■ **Aim of the exercise**
Locate the line containing "Could you point at the railing vertical" in the data below. Reproduce it and every following line up to the end, exactly as given.

-- begin Entries --

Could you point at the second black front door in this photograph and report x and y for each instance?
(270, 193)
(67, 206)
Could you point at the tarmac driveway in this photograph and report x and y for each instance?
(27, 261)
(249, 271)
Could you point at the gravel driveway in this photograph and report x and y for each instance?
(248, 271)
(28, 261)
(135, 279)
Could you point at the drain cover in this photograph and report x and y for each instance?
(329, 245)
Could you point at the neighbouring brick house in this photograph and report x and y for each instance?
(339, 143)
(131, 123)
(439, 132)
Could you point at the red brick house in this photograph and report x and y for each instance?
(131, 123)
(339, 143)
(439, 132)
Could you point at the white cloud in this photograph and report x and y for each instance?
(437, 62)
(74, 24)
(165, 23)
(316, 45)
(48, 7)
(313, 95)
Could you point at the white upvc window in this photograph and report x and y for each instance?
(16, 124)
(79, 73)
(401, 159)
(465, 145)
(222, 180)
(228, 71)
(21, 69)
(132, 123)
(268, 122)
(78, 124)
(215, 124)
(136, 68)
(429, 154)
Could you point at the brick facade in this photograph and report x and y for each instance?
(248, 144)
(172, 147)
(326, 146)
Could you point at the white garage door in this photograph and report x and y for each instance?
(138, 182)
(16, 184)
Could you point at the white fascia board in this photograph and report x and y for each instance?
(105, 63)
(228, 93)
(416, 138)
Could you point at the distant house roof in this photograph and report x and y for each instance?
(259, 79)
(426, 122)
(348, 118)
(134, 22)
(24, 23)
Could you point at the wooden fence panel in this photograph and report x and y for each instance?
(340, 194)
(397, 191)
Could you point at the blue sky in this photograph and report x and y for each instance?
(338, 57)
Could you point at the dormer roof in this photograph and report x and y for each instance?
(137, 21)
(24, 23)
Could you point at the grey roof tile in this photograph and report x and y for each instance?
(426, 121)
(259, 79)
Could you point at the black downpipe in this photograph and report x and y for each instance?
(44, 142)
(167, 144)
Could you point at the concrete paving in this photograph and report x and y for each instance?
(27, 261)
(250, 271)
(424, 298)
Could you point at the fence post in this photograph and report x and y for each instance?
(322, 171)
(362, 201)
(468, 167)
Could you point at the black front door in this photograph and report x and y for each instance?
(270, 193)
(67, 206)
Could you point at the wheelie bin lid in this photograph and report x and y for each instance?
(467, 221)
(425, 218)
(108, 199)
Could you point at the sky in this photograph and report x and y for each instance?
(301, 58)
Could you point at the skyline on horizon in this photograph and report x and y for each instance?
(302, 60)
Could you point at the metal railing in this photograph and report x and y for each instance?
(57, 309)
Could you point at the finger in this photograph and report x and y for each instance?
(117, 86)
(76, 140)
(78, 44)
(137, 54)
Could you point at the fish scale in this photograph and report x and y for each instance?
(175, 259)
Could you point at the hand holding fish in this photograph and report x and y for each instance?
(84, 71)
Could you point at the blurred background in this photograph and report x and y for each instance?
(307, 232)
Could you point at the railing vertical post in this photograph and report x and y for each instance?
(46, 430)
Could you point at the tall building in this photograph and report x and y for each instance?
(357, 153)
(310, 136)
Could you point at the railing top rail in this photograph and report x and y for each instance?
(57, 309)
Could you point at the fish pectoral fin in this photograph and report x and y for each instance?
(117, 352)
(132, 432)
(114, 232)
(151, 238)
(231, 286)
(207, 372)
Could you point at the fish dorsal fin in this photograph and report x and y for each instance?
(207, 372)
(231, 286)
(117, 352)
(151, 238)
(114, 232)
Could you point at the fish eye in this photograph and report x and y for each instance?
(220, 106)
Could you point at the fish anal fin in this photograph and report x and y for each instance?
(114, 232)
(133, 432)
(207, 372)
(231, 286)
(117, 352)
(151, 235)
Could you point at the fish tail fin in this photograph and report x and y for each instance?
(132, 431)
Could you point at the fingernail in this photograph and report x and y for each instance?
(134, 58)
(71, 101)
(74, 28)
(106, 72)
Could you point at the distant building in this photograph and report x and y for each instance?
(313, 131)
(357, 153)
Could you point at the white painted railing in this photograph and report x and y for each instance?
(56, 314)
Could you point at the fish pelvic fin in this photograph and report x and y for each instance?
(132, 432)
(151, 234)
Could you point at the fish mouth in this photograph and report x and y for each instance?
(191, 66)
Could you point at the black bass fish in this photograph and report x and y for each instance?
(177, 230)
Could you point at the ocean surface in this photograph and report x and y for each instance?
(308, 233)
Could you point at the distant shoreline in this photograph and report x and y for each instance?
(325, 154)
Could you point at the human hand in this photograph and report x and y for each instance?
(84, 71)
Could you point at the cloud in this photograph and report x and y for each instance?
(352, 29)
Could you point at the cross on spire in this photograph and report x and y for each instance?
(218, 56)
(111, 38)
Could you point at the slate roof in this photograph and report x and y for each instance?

-- end Entries --

■ **Complete output**
Could you point at the railing vertical post in this photograph and report x and y for each instance?
(46, 430)
Could you point at the tall building in this photograph and report x and y for each instance?
(357, 153)
(310, 136)
Could you point at the railing top rail in this photograph and report x and y for each instance?
(57, 309)
Could you point at the fish pectoral fin in this photograph and report x and y for each instance?
(117, 352)
(132, 432)
(114, 232)
(151, 238)
(231, 286)
(207, 372)
Could you point at the fish dorsal fin in this photograph and report x and y for each instance?
(207, 372)
(231, 286)
(117, 352)
(151, 238)
(114, 232)
Could you point at the fish eye in this photograph and report x and y for each instance?
(220, 106)
Could you point at the fish anal fin in this photograph and report x and y for each instance?
(114, 232)
(133, 432)
(207, 372)
(231, 286)
(117, 352)
(151, 235)
Could you point at the fish tail fin in this photograph and report x and y for each instance?
(132, 431)
Could you point at the fingernail in this photograph and report x and y for each instance?
(134, 58)
(71, 101)
(74, 28)
(106, 72)
Could you point at the distant building in this photograph and report x and y for each instance?
(313, 131)
(357, 153)
Could you point at the white painted railing in this photograph and report x and y for each instance?
(56, 314)
Could you point at the fish pelvic fin in this photograph and report x and y for each instance?
(132, 432)
(151, 234)
Could you point at the fish mouth in this photograph and report x and y for each instance?
(191, 66)
Could you point at the black bass fish in this photograph and report x and y for each instance?
(177, 230)
Could you point at the ocean surface in this photograph and report x and y for each instance?
(308, 233)
Could you point at the distant shoreline in this photograph and report x and y for each instance?
(325, 154)
Could you point at the human hand in this photograph and report x and y for each instance?
(84, 71)
Could you point at the cloud in this photograph and report x and y for each instance?
(352, 29)
Could you point at the cross on spire in this photograph and report x and y for each instance?
(218, 56)
(111, 38)
Could you point at the slate roof in this photograph and report x and y for each instance?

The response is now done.